(Location annotation dataset excerpts)
+++

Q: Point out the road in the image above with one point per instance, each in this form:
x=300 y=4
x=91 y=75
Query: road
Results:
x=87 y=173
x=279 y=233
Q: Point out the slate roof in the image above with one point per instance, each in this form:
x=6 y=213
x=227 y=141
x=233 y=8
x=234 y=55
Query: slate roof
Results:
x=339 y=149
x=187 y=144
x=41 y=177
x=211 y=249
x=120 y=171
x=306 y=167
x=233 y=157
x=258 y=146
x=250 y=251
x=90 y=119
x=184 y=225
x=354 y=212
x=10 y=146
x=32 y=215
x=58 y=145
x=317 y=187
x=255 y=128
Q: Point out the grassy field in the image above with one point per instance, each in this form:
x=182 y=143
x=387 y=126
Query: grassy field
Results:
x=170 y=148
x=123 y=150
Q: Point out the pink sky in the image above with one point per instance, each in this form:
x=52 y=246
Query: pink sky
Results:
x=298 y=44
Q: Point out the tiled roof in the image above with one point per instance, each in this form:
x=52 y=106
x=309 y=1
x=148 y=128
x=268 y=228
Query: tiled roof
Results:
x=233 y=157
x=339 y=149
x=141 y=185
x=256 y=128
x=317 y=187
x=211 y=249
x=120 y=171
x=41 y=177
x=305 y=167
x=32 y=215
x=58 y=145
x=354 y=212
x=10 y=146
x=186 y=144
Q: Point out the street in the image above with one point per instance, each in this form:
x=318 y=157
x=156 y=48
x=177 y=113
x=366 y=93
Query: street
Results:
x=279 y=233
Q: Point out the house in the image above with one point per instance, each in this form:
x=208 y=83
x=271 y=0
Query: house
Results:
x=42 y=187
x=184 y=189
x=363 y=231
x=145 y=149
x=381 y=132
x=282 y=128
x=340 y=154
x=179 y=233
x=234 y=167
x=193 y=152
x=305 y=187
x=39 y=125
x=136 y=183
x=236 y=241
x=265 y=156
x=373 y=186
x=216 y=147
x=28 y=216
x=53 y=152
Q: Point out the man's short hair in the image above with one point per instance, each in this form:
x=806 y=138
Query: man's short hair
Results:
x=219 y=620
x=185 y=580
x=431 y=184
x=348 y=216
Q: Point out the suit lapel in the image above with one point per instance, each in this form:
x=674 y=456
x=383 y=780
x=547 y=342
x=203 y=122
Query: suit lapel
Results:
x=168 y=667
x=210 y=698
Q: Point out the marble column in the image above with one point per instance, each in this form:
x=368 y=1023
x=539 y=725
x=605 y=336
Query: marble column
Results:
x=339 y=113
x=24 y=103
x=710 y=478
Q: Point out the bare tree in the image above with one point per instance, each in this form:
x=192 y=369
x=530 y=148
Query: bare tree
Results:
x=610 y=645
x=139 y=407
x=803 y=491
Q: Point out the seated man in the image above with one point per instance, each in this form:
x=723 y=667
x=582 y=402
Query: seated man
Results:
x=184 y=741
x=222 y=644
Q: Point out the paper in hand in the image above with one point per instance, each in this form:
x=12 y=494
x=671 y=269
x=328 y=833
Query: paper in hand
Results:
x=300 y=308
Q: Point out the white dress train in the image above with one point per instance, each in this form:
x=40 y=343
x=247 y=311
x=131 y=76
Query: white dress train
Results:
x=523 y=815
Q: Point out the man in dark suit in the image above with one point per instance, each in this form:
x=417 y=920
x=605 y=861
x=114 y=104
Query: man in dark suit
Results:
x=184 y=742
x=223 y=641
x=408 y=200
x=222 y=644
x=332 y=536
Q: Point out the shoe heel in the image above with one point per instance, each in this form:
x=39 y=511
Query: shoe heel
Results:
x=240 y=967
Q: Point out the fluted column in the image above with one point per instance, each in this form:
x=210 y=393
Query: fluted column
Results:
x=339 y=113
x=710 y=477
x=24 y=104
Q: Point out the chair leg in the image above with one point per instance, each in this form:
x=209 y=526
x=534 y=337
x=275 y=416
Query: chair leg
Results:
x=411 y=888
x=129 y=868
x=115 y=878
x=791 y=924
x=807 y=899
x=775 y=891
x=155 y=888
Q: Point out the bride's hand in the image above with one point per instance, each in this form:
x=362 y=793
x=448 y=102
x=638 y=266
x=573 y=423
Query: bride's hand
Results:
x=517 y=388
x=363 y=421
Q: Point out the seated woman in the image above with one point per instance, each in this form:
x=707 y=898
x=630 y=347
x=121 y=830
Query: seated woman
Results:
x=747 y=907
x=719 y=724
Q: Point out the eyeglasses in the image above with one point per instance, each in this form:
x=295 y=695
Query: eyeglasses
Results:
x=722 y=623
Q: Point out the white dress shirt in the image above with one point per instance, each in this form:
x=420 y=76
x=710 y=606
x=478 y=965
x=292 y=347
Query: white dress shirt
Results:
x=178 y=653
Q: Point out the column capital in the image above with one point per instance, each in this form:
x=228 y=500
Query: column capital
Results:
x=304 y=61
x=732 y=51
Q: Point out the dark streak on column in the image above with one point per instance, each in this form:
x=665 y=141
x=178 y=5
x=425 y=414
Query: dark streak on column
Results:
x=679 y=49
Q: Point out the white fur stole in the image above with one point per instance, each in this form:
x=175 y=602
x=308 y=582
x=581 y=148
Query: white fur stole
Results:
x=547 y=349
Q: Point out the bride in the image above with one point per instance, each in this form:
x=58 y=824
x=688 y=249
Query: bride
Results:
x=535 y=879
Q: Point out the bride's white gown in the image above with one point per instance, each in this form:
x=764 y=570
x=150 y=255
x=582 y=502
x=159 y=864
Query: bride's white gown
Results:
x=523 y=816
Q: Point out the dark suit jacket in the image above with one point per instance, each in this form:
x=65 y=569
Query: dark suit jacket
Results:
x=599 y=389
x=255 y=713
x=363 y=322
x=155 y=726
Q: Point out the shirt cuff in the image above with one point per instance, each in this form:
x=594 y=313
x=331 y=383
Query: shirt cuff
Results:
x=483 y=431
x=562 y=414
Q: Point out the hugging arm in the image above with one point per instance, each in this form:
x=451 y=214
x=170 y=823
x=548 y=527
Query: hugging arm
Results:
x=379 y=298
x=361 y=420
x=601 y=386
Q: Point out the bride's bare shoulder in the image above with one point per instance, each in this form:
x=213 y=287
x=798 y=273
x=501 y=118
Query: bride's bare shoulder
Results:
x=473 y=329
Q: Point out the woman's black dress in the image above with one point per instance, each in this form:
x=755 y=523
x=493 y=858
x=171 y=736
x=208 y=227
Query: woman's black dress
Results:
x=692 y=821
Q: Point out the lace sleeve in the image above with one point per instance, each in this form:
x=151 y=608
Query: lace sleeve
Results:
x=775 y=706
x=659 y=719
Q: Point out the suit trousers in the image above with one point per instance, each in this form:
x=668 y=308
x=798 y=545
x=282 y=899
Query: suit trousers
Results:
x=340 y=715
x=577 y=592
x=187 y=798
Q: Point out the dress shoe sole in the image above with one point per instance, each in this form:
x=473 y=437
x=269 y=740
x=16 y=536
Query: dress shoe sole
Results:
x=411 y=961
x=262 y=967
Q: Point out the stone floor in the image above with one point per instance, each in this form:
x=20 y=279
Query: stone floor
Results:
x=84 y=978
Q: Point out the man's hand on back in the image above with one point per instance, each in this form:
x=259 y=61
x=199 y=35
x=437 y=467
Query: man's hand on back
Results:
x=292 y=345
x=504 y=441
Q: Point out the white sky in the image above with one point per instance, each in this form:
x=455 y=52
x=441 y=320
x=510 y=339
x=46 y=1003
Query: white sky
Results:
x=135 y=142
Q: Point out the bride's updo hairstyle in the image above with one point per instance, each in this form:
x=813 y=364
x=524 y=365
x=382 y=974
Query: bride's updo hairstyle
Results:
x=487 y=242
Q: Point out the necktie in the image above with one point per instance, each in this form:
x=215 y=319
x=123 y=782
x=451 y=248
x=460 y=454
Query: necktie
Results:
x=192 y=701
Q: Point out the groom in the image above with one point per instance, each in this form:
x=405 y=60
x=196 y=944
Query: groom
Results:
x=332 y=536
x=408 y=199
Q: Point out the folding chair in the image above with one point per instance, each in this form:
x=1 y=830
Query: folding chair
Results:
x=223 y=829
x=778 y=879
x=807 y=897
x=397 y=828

+++

EXERCISE DESCRIPTION = Copy out verbatim the lines of the records above, beginning with the line that contains "Q: Point out the street" and continuing through the line that contains "x=348 y=216", with both of those lines included.

THE RESPONSE =
Q: Point out the street in the image above with one point per instance, each in this form:
x=318 y=157
x=156 y=48
x=177 y=113
x=366 y=93
Query: street
Results:
x=279 y=233
Q: Point out the house in the image above with one point per instance, each in this form:
x=208 y=83
x=271 y=0
Query: house
Results:
x=42 y=187
x=184 y=189
x=363 y=231
x=145 y=149
x=381 y=132
x=282 y=128
x=340 y=154
x=179 y=233
x=234 y=167
x=193 y=152
x=305 y=187
x=39 y=125
x=136 y=183
x=236 y=241
x=265 y=156
x=373 y=186
x=216 y=147
x=28 y=216
x=53 y=152
Q: Point out the man's short hair in the image above with one point per instance, each in this form:
x=806 y=138
Query: man's short hair
Results:
x=219 y=620
x=185 y=580
x=431 y=184
x=348 y=216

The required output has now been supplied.